§ **WRITTEN REQUEST**: Copy out each line of the data below that contains the string "neighbouring". Case counts.

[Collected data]

--- start ---

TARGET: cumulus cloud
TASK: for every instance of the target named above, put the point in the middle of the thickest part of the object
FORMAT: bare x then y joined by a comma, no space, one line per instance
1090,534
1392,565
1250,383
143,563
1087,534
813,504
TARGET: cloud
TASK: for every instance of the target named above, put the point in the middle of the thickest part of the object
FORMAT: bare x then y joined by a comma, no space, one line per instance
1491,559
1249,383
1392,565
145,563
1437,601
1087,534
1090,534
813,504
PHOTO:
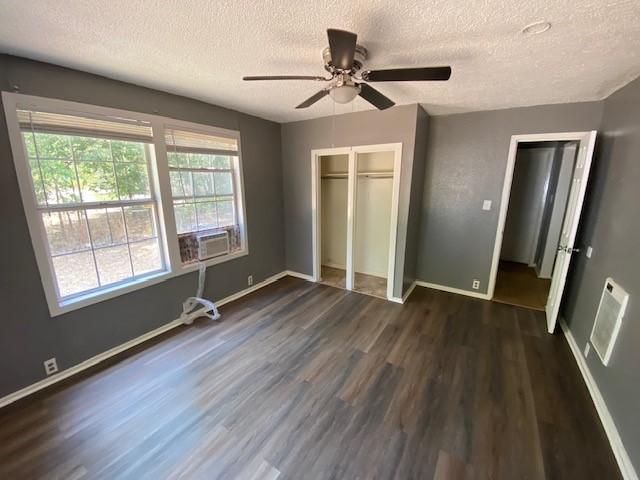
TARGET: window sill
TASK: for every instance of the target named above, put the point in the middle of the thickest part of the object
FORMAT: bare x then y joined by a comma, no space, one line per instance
76,303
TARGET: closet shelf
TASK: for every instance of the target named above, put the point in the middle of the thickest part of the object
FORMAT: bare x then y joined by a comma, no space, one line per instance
381,174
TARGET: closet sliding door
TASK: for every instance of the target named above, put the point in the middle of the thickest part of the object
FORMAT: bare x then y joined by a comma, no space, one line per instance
373,195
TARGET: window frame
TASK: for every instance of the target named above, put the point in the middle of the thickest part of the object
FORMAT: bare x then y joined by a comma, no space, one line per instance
238,185
160,187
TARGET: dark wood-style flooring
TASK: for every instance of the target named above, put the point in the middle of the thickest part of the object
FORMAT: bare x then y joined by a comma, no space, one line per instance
306,381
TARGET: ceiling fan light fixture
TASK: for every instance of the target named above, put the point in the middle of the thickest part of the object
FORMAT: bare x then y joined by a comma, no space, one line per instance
344,93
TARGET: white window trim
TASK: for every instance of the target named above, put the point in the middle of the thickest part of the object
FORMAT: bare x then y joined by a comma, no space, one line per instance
159,176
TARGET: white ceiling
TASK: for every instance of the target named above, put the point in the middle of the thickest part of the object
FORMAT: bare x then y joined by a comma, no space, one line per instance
202,48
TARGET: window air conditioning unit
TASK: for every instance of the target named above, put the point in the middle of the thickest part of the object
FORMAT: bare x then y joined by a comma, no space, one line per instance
213,245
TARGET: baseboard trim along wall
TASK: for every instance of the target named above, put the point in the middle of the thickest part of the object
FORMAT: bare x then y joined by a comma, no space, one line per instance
459,291
624,462
405,296
303,276
58,377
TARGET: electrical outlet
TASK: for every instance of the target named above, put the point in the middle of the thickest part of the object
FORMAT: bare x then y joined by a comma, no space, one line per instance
51,366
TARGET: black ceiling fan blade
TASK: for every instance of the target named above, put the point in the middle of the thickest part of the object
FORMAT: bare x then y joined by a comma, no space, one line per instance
314,98
286,77
374,97
407,74
343,48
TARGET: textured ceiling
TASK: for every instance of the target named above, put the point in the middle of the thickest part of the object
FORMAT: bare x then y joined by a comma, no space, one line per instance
202,48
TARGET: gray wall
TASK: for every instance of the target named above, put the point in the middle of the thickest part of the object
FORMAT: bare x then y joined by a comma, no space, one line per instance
611,224
397,124
415,202
29,335
466,162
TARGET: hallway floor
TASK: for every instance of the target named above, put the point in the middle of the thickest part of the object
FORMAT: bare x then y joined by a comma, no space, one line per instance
517,284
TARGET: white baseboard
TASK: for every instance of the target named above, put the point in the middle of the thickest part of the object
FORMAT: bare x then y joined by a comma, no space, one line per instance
12,397
409,291
334,265
624,462
405,296
303,276
459,291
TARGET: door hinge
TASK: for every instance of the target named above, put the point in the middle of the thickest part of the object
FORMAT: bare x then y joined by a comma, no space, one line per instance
562,248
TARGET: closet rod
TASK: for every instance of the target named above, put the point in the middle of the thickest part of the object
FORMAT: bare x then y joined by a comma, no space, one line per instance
361,174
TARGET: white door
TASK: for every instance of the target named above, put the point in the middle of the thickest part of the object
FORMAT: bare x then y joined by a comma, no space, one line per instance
569,227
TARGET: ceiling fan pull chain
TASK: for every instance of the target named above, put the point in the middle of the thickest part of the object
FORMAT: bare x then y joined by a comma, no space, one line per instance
333,126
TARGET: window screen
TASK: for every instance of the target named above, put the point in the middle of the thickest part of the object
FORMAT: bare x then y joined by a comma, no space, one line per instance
91,182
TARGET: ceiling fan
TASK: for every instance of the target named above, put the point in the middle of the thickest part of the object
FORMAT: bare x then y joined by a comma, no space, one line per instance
343,59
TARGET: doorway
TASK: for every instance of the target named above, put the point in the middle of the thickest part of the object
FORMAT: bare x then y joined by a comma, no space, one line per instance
537,202
355,210
541,204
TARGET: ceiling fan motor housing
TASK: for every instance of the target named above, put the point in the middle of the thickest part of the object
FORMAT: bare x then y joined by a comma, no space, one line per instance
358,59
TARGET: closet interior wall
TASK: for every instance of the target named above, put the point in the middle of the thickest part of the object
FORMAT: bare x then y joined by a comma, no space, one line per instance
334,196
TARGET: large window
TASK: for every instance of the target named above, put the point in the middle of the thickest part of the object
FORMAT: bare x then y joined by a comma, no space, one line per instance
92,180
203,171
94,199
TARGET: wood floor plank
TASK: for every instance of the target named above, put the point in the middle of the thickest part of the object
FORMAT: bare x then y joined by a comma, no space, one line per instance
302,380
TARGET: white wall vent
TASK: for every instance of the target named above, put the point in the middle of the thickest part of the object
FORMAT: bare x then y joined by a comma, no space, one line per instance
608,319
213,245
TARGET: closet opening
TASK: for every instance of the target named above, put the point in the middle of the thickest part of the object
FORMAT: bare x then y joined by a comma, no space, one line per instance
334,191
355,217
374,192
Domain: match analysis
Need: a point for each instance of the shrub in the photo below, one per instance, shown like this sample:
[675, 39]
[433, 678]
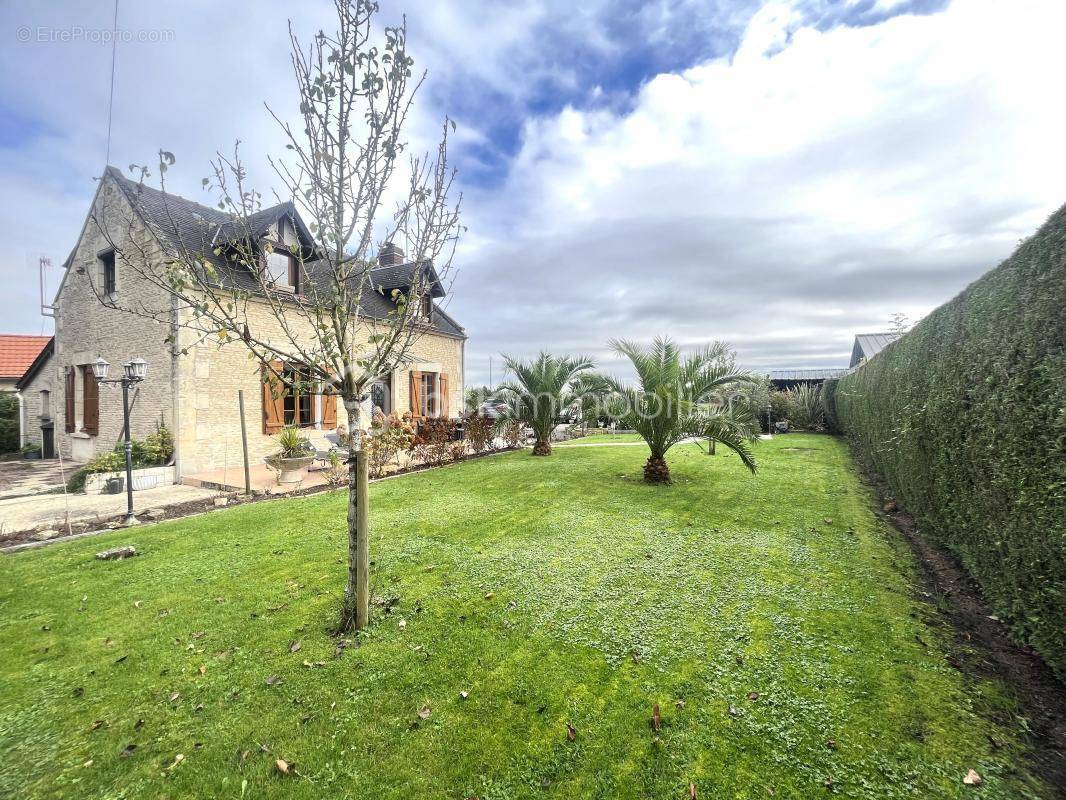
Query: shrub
[964, 416]
[479, 431]
[433, 443]
[388, 437]
[514, 433]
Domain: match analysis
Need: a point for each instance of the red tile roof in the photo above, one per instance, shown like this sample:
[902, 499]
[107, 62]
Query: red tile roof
[17, 353]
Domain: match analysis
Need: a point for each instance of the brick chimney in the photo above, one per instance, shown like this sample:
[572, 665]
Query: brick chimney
[389, 255]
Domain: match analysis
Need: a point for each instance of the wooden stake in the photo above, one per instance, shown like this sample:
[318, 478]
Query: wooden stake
[244, 443]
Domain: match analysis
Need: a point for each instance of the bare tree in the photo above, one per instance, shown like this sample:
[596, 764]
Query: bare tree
[342, 163]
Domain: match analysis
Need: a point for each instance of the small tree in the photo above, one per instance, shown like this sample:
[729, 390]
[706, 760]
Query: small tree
[675, 400]
[344, 158]
[543, 390]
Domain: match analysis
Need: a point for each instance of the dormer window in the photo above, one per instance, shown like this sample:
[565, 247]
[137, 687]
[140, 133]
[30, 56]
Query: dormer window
[283, 270]
[109, 278]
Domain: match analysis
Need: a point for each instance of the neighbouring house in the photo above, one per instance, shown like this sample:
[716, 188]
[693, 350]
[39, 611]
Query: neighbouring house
[17, 353]
[35, 415]
[787, 379]
[863, 349]
[192, 386]
[867, 346]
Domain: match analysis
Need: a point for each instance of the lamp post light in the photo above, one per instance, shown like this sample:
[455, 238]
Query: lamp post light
[133, 372]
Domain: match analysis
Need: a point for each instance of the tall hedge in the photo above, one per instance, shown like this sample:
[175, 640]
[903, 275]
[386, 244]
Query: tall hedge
[965, 417]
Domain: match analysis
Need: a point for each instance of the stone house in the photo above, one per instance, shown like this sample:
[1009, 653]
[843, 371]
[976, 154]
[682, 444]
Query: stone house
[192, 385]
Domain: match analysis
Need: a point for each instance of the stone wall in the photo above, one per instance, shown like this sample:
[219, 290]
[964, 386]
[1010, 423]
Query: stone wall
[86, 330]
[211, 376]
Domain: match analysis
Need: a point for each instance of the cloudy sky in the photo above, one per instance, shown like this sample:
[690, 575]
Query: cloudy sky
[779, 175]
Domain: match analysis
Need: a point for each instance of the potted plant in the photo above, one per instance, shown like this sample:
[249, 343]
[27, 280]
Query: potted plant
[292, 458]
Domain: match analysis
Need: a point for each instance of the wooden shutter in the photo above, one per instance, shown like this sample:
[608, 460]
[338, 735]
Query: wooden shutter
[416, 394]
[91, 402]
[328, 408]
[274, 390]
[68, 413]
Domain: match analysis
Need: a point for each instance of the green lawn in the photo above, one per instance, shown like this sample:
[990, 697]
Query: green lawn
[599, 438]
[552, 591]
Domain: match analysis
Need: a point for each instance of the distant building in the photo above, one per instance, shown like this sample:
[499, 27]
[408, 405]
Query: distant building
[787, 379]
[867, 346]
[16, 354]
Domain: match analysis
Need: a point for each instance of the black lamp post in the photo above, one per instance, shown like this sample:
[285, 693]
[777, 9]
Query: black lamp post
[133, 373]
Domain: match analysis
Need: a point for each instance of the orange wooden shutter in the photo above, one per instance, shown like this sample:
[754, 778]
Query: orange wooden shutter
[274, 389]
[328, 408]
[416, 394]
[91, 402]
[68, 413]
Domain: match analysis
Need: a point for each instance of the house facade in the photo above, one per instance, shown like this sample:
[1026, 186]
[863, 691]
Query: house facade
[193, 385]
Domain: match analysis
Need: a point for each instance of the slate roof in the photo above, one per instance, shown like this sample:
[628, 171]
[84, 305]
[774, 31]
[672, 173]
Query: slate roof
[868, 346]
[18, 352]
[199, 229]
[807, 374]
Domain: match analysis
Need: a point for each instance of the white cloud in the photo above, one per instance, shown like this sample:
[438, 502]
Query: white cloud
[787, 197]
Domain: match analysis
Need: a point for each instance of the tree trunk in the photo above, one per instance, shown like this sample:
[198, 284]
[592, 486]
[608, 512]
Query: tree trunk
[656, 470]
[355, 612]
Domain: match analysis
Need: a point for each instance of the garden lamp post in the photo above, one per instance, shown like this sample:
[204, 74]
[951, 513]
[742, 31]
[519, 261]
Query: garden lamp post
[133, 372]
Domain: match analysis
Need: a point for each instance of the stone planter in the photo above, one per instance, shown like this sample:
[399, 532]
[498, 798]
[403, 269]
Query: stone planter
[291, 470]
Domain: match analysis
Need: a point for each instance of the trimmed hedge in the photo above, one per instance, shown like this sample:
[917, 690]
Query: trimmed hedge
[965, 417]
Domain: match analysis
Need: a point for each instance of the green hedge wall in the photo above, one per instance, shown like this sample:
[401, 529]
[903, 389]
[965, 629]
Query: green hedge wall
[965, 417]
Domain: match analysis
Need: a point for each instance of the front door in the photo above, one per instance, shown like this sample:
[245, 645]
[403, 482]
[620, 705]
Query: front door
[47, 442]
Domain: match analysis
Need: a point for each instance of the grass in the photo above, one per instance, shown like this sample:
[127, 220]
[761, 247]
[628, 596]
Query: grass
[552, 591]
[599, 438]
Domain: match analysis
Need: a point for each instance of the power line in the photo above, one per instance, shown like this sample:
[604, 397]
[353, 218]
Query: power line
[111, 96]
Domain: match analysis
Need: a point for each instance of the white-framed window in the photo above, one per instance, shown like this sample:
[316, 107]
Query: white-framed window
[281, 269]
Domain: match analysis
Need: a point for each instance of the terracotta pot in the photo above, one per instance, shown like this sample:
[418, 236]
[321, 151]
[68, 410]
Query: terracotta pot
[292, 470]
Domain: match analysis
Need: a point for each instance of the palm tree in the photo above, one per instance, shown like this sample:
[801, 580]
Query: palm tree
[543, 390]
[675, 400]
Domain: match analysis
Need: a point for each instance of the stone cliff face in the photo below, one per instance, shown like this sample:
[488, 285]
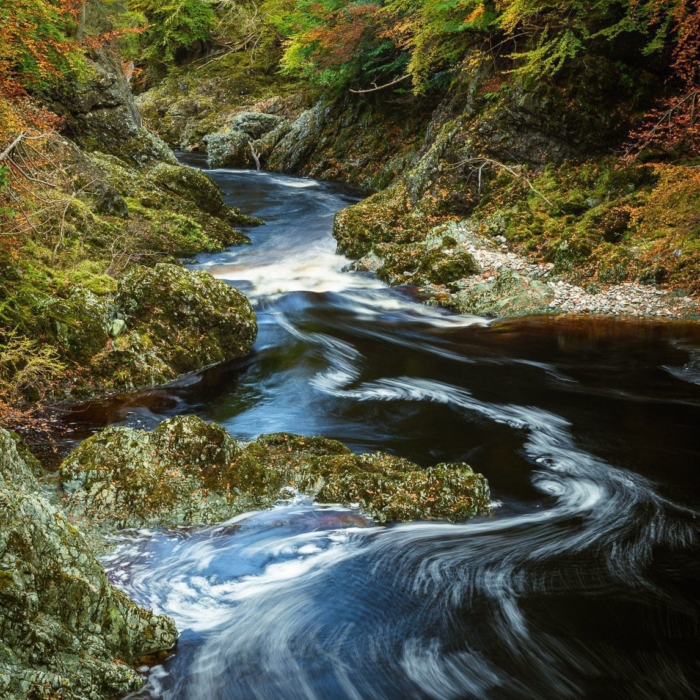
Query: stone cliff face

--- end ---

§ **RESULT OF THE EXERCISE**:
Need: a point for each instance of the neighbouring house in the photo above, one per instance, shown like this sample:
Query: neighbouring house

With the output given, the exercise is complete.